* _What you need to do_
Find the line containing "For this evaluation, locate the ceiling fan", then output it and every line after it through the end of the listing below, exactly as written.

** Begin The data **

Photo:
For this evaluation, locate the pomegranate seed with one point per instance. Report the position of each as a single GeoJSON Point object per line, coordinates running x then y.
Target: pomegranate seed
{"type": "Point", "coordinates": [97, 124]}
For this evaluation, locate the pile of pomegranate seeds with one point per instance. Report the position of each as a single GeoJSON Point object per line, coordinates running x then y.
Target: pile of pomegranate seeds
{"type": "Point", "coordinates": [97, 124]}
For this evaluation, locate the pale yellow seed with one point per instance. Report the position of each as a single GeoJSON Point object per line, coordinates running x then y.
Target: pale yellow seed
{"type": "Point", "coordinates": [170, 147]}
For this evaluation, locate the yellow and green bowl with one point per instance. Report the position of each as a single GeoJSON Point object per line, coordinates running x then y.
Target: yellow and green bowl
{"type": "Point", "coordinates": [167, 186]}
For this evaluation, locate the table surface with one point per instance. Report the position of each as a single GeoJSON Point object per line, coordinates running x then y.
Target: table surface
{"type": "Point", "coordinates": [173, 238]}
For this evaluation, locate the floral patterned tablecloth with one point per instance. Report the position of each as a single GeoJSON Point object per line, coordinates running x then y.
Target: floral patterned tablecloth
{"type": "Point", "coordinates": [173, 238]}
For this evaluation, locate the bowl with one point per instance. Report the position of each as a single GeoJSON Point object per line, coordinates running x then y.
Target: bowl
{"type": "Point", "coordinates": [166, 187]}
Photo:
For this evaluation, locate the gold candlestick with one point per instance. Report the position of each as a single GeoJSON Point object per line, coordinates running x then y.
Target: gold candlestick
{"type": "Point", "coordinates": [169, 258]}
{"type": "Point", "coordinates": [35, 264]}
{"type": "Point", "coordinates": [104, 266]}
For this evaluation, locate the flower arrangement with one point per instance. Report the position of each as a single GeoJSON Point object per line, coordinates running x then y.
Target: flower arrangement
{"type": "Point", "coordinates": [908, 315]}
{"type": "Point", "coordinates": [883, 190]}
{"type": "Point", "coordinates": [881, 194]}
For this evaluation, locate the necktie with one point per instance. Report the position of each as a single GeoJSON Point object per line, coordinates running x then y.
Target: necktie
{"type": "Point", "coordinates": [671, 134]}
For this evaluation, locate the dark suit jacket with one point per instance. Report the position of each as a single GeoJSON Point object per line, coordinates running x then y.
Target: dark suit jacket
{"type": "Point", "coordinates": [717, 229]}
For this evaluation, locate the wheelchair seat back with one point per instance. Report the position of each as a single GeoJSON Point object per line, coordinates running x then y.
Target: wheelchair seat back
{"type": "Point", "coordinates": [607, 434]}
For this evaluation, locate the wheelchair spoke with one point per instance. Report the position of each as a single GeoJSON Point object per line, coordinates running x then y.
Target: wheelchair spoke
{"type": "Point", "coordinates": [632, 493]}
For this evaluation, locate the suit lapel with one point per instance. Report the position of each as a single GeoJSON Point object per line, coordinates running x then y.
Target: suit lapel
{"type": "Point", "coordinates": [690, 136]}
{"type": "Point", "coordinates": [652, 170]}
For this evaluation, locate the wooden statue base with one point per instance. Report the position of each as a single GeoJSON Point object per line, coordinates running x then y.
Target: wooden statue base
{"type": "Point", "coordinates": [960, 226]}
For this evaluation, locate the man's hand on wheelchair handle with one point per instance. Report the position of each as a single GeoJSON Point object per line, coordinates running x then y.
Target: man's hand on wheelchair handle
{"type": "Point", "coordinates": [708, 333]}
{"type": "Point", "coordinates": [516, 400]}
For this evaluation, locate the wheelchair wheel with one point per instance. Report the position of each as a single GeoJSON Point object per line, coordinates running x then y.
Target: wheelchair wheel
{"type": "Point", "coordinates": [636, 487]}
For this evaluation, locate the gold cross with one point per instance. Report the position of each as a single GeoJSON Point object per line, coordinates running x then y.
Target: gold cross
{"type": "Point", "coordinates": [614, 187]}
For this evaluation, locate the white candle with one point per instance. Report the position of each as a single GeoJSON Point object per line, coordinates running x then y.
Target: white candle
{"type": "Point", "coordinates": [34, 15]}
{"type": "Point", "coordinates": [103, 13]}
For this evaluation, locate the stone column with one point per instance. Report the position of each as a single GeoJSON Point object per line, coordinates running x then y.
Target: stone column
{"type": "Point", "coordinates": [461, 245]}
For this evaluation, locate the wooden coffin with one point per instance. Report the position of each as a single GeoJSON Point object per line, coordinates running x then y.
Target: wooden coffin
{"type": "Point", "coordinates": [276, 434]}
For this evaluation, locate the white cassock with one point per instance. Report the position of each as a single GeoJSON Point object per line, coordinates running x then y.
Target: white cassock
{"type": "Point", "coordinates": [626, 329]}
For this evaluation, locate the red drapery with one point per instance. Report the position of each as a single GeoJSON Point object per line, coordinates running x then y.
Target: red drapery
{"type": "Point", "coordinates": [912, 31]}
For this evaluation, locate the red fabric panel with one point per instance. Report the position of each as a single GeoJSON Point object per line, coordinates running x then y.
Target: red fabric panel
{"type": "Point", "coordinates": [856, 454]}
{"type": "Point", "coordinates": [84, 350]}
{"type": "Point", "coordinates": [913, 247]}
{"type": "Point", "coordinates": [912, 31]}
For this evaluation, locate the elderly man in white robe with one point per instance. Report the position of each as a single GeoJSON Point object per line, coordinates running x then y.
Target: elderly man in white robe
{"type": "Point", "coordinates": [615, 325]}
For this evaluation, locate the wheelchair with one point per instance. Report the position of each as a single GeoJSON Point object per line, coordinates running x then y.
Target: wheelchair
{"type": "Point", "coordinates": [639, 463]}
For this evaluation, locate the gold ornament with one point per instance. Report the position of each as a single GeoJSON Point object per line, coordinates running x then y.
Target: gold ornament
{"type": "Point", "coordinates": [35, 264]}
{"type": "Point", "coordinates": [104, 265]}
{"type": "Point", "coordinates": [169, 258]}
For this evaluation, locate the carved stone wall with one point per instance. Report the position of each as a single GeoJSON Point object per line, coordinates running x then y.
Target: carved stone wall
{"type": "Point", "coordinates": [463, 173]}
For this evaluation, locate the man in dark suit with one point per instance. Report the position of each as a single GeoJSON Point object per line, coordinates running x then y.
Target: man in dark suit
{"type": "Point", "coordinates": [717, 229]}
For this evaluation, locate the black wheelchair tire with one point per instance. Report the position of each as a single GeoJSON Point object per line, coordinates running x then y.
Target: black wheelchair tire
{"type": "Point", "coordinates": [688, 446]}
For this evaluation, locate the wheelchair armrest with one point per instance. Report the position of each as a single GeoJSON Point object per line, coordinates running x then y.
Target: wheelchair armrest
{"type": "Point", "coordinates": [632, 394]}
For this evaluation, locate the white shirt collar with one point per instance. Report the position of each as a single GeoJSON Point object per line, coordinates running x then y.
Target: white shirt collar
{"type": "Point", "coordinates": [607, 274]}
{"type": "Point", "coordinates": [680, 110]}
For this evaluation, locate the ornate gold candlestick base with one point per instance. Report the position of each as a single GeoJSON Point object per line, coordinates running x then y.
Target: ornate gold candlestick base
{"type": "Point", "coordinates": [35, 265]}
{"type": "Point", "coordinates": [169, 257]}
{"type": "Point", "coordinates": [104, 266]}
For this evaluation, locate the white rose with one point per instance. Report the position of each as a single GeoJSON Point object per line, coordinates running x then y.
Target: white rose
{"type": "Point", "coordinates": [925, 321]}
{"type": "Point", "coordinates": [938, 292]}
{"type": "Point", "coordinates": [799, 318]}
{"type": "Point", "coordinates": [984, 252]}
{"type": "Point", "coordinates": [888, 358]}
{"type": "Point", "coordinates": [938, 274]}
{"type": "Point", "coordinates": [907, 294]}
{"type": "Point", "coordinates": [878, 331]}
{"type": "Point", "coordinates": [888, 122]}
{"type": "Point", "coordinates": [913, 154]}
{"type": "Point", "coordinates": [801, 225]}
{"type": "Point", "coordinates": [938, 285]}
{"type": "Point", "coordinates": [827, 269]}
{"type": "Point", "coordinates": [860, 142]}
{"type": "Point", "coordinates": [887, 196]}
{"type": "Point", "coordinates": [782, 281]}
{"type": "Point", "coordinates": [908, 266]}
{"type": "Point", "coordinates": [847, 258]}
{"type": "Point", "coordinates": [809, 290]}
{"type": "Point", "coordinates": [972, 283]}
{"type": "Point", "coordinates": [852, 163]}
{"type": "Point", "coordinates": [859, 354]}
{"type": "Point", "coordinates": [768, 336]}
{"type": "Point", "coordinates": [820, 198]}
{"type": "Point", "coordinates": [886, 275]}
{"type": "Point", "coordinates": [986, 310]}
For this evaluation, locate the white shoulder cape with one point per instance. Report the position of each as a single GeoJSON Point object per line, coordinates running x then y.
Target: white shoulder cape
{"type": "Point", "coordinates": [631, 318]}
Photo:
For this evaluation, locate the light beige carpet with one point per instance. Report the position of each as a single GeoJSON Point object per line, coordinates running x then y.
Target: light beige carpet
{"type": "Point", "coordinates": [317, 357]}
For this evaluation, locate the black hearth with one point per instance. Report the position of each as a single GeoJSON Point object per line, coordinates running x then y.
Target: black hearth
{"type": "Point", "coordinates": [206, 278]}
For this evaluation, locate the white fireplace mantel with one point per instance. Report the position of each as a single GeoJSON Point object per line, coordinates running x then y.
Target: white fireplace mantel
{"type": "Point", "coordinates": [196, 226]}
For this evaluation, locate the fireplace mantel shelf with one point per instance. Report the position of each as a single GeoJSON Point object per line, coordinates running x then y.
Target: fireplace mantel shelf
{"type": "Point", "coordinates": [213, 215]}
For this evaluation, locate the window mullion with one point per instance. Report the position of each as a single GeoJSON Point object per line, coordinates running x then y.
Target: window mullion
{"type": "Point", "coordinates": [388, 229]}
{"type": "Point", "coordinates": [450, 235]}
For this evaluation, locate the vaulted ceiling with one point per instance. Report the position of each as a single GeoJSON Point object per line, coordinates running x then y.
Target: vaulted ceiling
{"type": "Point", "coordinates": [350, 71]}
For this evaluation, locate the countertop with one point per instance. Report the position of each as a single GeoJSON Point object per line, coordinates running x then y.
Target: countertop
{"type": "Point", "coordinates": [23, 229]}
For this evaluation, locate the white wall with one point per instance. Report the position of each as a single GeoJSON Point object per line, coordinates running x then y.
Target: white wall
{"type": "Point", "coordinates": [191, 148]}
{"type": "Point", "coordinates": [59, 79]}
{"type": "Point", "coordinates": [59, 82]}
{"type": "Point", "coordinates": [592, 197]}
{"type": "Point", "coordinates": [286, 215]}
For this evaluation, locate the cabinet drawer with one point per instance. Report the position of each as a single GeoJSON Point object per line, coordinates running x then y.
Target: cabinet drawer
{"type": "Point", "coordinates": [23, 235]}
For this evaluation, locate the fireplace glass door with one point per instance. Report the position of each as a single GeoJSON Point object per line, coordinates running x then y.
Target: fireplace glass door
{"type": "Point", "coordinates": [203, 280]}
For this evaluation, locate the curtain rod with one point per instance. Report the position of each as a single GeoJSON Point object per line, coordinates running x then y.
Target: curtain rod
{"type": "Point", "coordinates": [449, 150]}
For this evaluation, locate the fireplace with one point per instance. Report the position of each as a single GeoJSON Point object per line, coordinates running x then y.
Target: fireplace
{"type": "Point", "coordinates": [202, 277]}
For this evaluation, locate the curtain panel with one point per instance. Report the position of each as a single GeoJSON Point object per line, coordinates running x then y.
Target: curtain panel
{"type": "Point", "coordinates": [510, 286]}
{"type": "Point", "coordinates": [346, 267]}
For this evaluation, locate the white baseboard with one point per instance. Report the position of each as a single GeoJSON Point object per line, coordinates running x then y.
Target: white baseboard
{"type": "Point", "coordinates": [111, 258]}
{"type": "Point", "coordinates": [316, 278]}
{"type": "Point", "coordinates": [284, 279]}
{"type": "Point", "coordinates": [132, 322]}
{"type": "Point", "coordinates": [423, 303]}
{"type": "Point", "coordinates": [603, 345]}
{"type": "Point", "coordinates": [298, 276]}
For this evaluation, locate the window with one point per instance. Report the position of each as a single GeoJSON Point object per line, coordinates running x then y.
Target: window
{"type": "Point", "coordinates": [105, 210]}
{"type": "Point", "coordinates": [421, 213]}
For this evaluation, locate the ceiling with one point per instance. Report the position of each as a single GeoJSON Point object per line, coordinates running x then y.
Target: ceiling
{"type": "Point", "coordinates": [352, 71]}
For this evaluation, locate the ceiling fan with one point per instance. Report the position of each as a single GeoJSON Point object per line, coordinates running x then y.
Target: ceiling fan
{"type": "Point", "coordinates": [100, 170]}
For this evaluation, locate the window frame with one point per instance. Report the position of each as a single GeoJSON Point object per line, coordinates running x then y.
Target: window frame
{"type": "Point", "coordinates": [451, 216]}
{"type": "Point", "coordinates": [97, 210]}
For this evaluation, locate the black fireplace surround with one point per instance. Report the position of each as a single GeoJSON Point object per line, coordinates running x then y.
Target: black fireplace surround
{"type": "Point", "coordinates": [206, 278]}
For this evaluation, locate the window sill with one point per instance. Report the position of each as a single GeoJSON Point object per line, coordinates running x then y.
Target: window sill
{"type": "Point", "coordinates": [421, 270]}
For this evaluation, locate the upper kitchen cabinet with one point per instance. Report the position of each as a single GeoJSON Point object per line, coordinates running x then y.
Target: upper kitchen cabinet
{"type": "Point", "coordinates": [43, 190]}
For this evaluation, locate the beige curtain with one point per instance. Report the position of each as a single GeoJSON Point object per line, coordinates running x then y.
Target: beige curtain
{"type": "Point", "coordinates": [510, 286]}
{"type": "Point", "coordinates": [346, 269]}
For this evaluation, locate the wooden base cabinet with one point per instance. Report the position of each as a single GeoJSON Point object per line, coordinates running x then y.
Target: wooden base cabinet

** End The data **

* _Final result_
For this evaluation, locate the ceiling fan with one point per instance. Report the position of each as a single GeoJSON Point object per line, coordinates running x then y.
Target: ceiling fan
{"type": "Point", "coordinates": [100, 170]}
For this evaluation, locate the window frame with one point per instance. Report the position of each as a single GeoJSON Point object per line, coordinates running x then y.
Target: window frame
{"type": "Point", "coordinates": [451, 216]}
{"type": "Point", "coordinates": [97, 210]}
For this evaluation, locate the black fireplace surround with one point per instance. Report the position of each as a single GeoJSON Point object per line, coordinates running x then y.
Target: black fireplace surround
{"type": "Point", "coordinates": [206, 278]}
For this evaluation, locate the window sill with one point per instance. Report the position of each as a single GeoJSON Point object per line, coordinates running x then y.
Target: window sill
{"type": "Point", "coordinates": [421, 270]}
For this evaluation, locate the upper kitchen cabinet with one point per instance. Report the position of each as a single GeoJSON Point object per line, coordinates running x then y.
Target: upper kitchen cabinet
{"type": "Point", "coordinates": [43, 190]}
For this evaluation, locate the beige curtain with one point per instance. Report the position of each as a single GeoJSON Point object per line, coordinates running x then y.
Target: beige curtain
{"type": "Point", "coordinates": [510, 286]}
{"type": "Point", "coordinates": [346, 269]}
For this evaluation, locate the wooden base cabinet with one point per instance. Report the position of each as a single GeoJSON Point object per line, coordinates running x then y.
Target: wooden base cabinet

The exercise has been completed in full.